>>>

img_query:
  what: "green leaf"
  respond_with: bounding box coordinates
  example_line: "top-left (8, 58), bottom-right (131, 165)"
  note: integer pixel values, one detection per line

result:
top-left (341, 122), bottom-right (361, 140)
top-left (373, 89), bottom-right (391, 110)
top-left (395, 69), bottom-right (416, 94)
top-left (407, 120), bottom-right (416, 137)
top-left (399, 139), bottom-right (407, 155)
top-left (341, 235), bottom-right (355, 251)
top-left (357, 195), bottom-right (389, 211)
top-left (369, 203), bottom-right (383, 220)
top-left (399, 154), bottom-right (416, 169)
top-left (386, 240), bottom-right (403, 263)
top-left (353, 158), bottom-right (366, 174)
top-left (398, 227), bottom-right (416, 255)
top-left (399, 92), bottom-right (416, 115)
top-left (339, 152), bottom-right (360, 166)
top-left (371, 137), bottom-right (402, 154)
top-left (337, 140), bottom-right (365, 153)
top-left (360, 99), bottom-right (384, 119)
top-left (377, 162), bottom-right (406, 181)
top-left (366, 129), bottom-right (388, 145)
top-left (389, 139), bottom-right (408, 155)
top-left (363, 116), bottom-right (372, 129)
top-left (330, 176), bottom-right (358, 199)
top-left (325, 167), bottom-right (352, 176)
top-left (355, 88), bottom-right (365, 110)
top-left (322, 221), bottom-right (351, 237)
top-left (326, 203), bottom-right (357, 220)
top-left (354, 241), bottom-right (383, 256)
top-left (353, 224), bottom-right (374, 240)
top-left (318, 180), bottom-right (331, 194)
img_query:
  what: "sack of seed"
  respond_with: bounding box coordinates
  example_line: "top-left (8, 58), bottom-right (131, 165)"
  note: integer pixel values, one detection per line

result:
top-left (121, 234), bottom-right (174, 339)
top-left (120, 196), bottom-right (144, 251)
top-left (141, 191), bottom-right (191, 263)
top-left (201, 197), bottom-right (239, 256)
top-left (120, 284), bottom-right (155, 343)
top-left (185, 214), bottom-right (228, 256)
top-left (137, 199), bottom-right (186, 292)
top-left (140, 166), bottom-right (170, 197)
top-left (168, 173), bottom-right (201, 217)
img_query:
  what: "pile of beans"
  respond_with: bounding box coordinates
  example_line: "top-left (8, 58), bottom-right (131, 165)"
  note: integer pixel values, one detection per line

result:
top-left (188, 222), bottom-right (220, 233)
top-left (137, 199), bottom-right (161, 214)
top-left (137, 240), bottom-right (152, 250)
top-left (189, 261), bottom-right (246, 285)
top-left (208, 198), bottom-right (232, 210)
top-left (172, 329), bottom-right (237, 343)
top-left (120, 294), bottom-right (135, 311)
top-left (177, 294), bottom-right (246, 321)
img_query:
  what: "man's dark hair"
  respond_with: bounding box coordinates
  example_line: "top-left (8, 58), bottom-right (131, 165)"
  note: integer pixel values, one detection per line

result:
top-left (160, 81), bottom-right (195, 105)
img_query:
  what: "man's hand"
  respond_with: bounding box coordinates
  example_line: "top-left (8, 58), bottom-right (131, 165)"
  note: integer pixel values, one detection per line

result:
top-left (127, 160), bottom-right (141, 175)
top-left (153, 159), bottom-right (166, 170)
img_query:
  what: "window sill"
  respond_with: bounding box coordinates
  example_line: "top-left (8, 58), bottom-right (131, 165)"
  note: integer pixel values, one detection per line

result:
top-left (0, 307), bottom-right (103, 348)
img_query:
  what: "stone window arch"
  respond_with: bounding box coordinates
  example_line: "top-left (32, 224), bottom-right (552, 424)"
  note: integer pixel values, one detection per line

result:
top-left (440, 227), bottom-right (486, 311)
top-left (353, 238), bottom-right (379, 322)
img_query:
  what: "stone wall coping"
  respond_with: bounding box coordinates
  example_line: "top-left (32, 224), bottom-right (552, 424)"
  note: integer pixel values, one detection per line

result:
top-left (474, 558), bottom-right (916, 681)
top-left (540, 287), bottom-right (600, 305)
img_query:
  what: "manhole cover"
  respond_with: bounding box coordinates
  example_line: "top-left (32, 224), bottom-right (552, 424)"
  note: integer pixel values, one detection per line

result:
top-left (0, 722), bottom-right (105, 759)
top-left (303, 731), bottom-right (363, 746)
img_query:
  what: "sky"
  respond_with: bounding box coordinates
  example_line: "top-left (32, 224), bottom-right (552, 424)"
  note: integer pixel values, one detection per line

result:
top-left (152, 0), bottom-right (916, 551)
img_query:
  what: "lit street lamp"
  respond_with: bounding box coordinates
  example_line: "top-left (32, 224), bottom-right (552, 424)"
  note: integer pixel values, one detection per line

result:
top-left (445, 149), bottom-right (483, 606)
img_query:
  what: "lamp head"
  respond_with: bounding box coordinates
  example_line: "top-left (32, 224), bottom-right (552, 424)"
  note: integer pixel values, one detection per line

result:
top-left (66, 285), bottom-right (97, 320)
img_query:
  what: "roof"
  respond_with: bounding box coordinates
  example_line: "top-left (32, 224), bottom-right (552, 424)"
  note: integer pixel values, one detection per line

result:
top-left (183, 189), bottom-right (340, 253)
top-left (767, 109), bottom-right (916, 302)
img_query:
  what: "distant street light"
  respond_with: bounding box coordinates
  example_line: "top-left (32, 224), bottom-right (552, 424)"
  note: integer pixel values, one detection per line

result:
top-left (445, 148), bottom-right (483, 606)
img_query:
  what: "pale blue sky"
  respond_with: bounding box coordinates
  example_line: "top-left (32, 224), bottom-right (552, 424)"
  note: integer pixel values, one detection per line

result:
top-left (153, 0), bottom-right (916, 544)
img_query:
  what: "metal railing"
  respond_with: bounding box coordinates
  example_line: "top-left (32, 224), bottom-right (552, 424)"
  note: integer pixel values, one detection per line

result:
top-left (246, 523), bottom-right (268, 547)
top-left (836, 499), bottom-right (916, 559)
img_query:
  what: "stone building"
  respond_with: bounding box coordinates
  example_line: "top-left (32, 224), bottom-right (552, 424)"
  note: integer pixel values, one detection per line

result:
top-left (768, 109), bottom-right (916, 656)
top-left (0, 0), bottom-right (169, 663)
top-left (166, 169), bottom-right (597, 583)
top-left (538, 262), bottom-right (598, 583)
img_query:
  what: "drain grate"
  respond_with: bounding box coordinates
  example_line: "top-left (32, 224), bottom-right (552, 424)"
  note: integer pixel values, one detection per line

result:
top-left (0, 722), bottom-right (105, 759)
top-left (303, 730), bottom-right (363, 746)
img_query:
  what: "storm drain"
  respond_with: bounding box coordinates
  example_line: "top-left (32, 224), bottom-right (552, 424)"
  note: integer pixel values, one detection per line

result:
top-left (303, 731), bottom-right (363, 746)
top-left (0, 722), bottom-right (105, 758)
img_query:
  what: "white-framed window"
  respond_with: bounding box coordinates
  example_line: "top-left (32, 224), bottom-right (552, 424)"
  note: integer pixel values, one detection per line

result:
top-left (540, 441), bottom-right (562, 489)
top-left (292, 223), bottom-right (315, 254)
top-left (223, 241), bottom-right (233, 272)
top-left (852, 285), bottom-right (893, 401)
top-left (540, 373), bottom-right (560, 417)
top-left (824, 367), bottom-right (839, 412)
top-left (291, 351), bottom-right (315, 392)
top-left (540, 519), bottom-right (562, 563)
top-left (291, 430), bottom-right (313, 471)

<<<

Set down each line of the material above again, exactly.

**Answer to the exercise:**
img_query:
  what: "green leaf"
  respond_with: bounding box coordinates
  example_line: "top-left (8, 58), bottom-right (131, 165)"
  note: integer pixel values, one detection per line

result:
top-left (341, 122), bottom-right (361, 140)
top-left (373, 89), bottom-right (391, 110)
top-left (395, 69), bottom-right (416, 94)
top-left (407, 120), bottom-right (416, 137)
top-left (399, 139), bottom-right (407, 155)
top-left (341, 235), bottom-right (355, 251)
top-left (357, 195), bottom-right (389, 211)
top-left (369, 203), bottom-right (383, 220)
top-left (399, 154), bottom-right (416, 169)
top-left (386, 240), bottom-right (403, 263)
top-left (353, 158), bottom-right (366, 174)
top-left (398, 227), bottom-right (416, 255)
top-left (399, 92), bottom-right (416, 115)
top-left (339, 152), bottom-right (360, 166)
top-left (371, 137), bottom-right (402, 154)
top-left (337, 140), bottom-right (365, 153)
top-left (360, 99), bottom-right (384, 119)
top-left (377, 162), bottom-right (406, 181)
top-left (366, 129), bottom-right (388, 145)
top-left (389, 139), bottom-right (408, 155)
top-left (363, 116), bottom-right (372, 129)
top-left (330, 176), bottom-right (358, 199)
top-left (325, 167), bottom-right (352, 176)
top-left (355, 88), bottom-right (365, 110)
top-left (322, 221), bottom-right (351, 237)
top-left (326, 203), bottom-right (357, 220)
top-left (354, 241), bottom-right (383, 256)
top-left (353, 224), bottom-right (374, 240)
top-left (318, 180), bottom-right (331, 194)
img_query:
  what: "sack of seed"
  respond_with: bounding box coordinates
  example_line: "top-left (8, 58), bottom-right (131, 165)"
  note: integer pixel values, one detection per line

result:
top-left (121, 234), bottom-right (174, 339)
top-left (120, 196), bottom-right (144, 251)
top-left (141, 191), bottom-right (191, 263)
top-left (201, 197), bottom-right (239, 256)
top-left (120, 284), bottom-right (155, 343)
top-left (185, 214), bottom-right (228, 256)
top-left (137, 199), bottom-right (186, 292)
top-left (140, 166), bottom-right (170, 197)
top-left (168, 173), bottom-right (201, 217)
img_query:
  what: "pile of beans"
  respond_with: bounding box coordinates
  example_line: "top-left (8, 58), bottom-right (131, 165)"
  note: integer pixel values, one detection per line

result:
top-left (188, 222), bottom-right (220, 233)
top-left (137, 199), bottom-right (161, 214)
top-left (137, 240), bottom-right (152, 250)
top-left (189, 261), bottom-right (246, 285)
top-left (208, 198), bottom-right (232, 210)
top-left (172, 329), bottom-right (237, 343)
top-left (120, 294), bottom-right (135, 311)
top-left (177, 294), bottom-right (246, 321)
img_query:
  what: "man's dark hair"
  respond_with: bounding box coordinates
  example_line: "top-left (8, 58), bottom-right (131, 165)"
  note: integer pixel values, one detection per line

result:
top-left (160, 81), bottom-right (195, 105)
img_query:
  what: "man's hand"
  respond_with: bounding box coordinates
  example_line: "top-left (8, 58), bottom-right (131, 165)"
  note: integer pixel values, one detection per line

result:
top-left (127, 160), bottom-right (141, 175)
top-left (153, 159), bottom-right (166, 170)
img_query:
  what: "window sill"
  respond_with: bounding box coordinates
  example_line: "top-left (8, 58), bottom-right (131, 165)"
  note: integer pixel values, one detection per line

result:
top-left (0, 307), bottom-right (103, 348)
img_query:
  what: "stone window arch"
  respond_with: bounding box coordinates
  example_line: "top-left (32, 224), bottom-right (552, 424)"
  note: integer pixel values, one detection per line

result:
top-left (440, 227), bottom-right (486, 311)
top-left (353, 238), bottom-right (379, 322)
img_query:
  what: "stone wall coping"
  respond_with: bounding box coordinates
  example_line: "top-left (32, 224), bottom-right (552, 424)"
  note: integer pixel values, one detection per line

result:
top-left (474, 558), bottom-right (916, 681)
top-left (540, 287), bottom-right (600, 305)
img_query:
  what: "manhole cover"
  respond_with: bounding box coordinates
  example_line: "top-left (32, 224), bottom-right (552, 424)"
  note: integer pixel values, one detection per line

result:
top-left (0, 722), bottom-right (105, 759)
top-left (303, 731), bottom-right (363, 746)
img_query:
  what: "sky"
  respond_with: bounding box coordinates
  example_line: "top-left (32, 224), bottom-right (552, 424)"
  note: integer pixel values, one detection per line

result:
top-left (152, 0), bottom-right (916, 551)
img_query:
  what: "lit street lamp"
  respond_with: bounding box coordinates
  example_line: "top-left (32, 224), bottom-right (552, 424)"
  note: integer pixel values, one detection per line

result:
top-left (445, 149), bottom-right (483, 606)
img_query:
  what: "lamp head"
  respond_with: bounding box coordinates
  example_line: "top-left (32, 224), bottom-right (552, 424)"
  note: integer pixel values, one detection per line

result:
top-left (66, 285), bottom-right (97, 320)
img_query:
  what: "roof"
  respond_with: bounding box coordinates
  example_line: "top-left (32, 224), bottom-right (552, 424)"
  note: integer pixel values, one detection per line

result:
top-left (183, 189), bottom-right (340, 253)
top-left (767, 109), bottom-right (916, 302)
img_query:
  what: "distant street light"
  respond_with: bounding box coordinates
  example_line: "top-left (32, 224), bottom-right (552, 424)"
  note: integer pixel values, one detection per line

result:
top-left (445, 148), bottom-right (483, 606)
img_query:
  what: "pale blue sky"
  respond_with: bounding box coordinates
  example_line: "top-left (32, 224), bottom-right (552, 424)"
  note: integer pixel values, one detection per line

result:
top-left (153, 0), bottom-right (916, 544)
img_query:
  what: "metal railing"
  respond_with: bounding box coordinates
  example_line: "top-left (32, 224), bottom-right (552, 424)"
  note: integer pixel values, one detection per line

result:
top-left (246, 523), bottom-right (268, 547)
top-left (836, 499), bottom-right (916, 559)
img_query:
  what: "stone building"
  respond_with: bounding box coordinates
  example_line: "top-left (32, 224), bottom-right (552, 424)"
  note: integer pixel values, one detection per line

result:
top-left (768, 109), bottom-right (916, 656)
top-left (0, 0), bottom-right (169, 663)
top-left (166, 169), bottom-right (597, 583)
top-left (538, 262), bottom-right (598, 583)
img_query:
  what: "drain grate"
  respond_with: bounding box coordinates
  example_line: "top-left (32, 224), bottom-right (552, 424)"
  note: integer pixel values, one detection per line

result:
top-left (0, 722), bottom-right (105, 759)
top-left (303, 730), bottom-right (363, 746)
img_query:
  what: "storm drain"
  respond_with: bounding box coordinates
  example_line: "top-left (32, 224), bottom-right (552, 424)"
  note: integer pixel values, one detection per line

result:
top-left (303, 731), bottom-right (363, 746)
top-left (0, 722), bottom-right (105, 758)
img_query:
  what: "white-framed window"
  respond_with: bounding box coordinates
  example_line: "top-left (32, 224), bottom-right (552, 424)"
  note: integer pixel values, one detection per line

result:
top-left (540, 441), bottom-right (562, 489)
top-left (292, 223), bottom-right (315, 254)
top-left (223, 241), bottom-right (233, 272)
top-left (852, 285), bottom-right (893, 401)
top-left (540, 373), bottom-right (560, 417)
top-left (824, 367), bottom-right (839, 412)
top-left (291, 351), bottom-right (315, 392)
top-left (540, 519), bottom-right (562, 563)
top-left (291, 430), bottom-right (313, 471)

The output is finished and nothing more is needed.